The task: From the post below about Twitter's Android client, reproduce the passage starting with "In another interesting" and going on through "(Bit.ly ot TinyURL)".

Source excerpt:

+++

Is Twitter taking back the client market?

In another interesting move post their Chirp developer conference where they assured the development community that Twitter would always be there for them Twitter has launched a new Android client.
So I suppose the first question is, whats it like?
Its really excellent, the landing page is superb and with a bunch of really cool features below but it only works with Android 2.1 which we are told is only 27% of the market.
Turn off the animated background
Filter Notifications
Turn On/Off Vibrate
Sync with your Contacts
Sync with Twitter
Set your Sync intervals
Set Notification ringtones and Trackball light
Set your picture upload service (TwitPic or yfrog)
Set your URL shortening service (Bit.ly ot TinyURL)
The real cool one for me is the sync feature, I now have my contacts synced with my twitter contacts on The Nexus.

+++

[Dataset entries]
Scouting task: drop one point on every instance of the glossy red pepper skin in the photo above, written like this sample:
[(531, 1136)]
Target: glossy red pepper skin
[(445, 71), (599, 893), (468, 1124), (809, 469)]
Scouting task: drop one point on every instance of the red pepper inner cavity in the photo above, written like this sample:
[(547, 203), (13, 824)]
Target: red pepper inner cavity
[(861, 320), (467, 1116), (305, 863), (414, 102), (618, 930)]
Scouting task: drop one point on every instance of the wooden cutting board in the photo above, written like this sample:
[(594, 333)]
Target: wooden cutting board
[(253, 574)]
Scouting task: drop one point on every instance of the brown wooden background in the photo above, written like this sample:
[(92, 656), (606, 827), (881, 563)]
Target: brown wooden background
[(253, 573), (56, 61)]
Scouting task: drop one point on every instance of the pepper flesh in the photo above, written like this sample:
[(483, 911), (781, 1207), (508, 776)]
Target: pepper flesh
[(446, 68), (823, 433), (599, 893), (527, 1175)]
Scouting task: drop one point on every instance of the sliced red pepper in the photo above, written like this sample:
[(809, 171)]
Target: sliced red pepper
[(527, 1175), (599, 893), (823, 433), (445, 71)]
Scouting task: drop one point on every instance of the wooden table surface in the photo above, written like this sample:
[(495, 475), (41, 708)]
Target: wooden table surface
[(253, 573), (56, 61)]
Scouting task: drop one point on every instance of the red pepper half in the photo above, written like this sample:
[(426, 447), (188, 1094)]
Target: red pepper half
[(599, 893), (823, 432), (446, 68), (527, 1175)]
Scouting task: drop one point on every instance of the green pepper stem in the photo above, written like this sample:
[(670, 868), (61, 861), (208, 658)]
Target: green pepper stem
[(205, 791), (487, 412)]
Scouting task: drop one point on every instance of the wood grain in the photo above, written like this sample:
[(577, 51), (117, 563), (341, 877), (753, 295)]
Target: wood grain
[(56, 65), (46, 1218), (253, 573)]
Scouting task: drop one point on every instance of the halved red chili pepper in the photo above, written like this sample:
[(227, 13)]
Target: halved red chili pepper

+++

Task output:
In another interesting move post their Chirp developer conference where they assured the development community that Twitter would always be there for them Twitter has launched a new Android client.
So I suppose the first question is, whats it like?
Its really excellent, the landing page is superb and with a bunch of really cool features below but it only works with Android 2.1 which we are told is only 27% of the market.
Turn off the animated background
Filter Notifications
Turn On/Off Vibrate
Sync with your Contacts
Sync with Twitter
Set your Sync intervals
Set Notification ringtones and Trackball light
Set your picture upload service (TwitPic or yfrog)
Set your URL shortening service (Bit.ly ot TinyURL)